_Instructions for the task_
Which lines of the data hold the word "then"? Copy all of them.

_Recorded data_
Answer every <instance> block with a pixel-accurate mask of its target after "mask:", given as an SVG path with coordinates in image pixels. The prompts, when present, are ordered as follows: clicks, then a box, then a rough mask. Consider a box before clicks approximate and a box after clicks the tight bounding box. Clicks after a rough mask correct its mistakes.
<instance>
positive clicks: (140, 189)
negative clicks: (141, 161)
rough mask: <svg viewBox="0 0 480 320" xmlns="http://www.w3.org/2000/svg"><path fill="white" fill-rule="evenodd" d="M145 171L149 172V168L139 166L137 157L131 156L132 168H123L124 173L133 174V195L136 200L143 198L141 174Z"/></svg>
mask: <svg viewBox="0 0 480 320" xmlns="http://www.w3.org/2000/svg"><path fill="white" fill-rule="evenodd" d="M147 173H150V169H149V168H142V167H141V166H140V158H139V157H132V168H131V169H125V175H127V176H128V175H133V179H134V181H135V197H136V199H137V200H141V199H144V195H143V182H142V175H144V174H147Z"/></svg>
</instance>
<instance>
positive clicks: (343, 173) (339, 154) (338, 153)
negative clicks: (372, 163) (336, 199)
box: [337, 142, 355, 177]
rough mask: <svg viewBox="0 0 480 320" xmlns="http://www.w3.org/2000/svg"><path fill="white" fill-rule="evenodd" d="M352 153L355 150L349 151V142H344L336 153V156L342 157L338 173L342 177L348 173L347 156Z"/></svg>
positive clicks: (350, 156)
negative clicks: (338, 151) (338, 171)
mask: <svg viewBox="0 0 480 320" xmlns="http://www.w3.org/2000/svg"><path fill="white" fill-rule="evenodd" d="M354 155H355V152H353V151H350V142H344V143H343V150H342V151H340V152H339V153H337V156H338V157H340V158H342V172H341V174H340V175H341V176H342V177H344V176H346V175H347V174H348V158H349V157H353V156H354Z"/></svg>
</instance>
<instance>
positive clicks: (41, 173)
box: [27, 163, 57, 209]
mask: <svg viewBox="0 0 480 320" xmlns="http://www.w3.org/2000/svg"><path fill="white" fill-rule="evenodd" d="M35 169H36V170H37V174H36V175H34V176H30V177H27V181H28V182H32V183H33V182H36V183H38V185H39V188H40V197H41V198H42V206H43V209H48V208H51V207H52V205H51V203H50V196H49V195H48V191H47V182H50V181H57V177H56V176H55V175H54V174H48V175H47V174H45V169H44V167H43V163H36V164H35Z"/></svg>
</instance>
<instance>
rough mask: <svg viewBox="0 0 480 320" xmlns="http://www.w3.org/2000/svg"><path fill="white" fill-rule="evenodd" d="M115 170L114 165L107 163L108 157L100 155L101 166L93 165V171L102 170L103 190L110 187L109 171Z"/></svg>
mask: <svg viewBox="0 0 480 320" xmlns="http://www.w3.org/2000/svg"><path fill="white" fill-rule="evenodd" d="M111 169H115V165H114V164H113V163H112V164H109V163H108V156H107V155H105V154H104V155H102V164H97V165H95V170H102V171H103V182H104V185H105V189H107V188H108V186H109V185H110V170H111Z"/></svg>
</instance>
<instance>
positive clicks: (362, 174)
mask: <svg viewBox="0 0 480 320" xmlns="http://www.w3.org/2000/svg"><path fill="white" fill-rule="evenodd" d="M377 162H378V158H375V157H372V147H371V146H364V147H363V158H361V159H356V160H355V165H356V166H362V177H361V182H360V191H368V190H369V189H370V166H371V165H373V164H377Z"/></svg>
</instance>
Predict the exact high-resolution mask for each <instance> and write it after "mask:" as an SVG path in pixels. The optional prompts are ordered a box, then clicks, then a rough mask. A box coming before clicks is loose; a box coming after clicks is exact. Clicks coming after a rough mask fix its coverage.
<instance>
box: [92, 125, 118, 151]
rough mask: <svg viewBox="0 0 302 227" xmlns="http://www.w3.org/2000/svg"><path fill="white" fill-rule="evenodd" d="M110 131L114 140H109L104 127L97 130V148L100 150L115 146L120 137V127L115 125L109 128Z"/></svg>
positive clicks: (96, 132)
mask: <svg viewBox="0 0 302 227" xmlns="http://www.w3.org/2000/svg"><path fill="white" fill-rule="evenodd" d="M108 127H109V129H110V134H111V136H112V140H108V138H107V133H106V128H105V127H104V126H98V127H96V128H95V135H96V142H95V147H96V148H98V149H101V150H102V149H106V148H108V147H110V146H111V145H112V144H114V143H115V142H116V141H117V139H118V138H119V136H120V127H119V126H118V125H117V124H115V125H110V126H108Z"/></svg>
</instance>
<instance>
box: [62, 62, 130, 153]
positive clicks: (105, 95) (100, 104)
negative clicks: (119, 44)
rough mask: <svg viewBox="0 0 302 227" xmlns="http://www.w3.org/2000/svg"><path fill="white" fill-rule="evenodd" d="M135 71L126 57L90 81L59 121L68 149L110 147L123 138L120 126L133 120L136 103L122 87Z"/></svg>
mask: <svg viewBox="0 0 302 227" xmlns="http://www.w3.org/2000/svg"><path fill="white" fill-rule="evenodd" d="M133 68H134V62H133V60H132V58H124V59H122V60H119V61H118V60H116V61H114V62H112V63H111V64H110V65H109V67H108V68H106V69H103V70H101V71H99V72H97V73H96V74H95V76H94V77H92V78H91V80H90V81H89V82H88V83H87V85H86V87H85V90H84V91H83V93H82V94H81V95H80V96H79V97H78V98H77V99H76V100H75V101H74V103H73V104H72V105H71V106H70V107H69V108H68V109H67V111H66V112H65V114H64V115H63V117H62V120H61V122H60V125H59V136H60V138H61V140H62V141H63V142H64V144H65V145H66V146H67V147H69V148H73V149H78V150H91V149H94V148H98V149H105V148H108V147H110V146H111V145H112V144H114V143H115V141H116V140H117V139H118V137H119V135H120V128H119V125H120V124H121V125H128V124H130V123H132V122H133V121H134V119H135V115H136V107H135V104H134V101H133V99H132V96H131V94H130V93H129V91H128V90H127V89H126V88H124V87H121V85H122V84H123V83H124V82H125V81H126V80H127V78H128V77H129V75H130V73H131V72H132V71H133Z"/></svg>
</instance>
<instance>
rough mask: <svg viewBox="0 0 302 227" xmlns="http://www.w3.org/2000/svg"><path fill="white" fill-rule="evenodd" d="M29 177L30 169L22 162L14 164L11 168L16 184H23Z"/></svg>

_Solved exercise_
Answer every <instance> block with a pixel-accurate mask of its target after "mask:", given as an SVG path with coordinates in image pixels. The prompts, when present, are ordered as follows: clicks, then a box, then a rough mask. Consider a box before clicks approximate and a box after clicks the tight bounding box. Clicks after a rough mask correct its mistakes.
Predict the exact high-resolution mask for each <instance> and write it after "mask:" as an SVG path in pixels. The optional prompts are ordered a box, then clicks, then a rough mask. A box coming before clicks is loose; a box coming after clicks is exact. Clicks coming after a rough mask fix its coverage.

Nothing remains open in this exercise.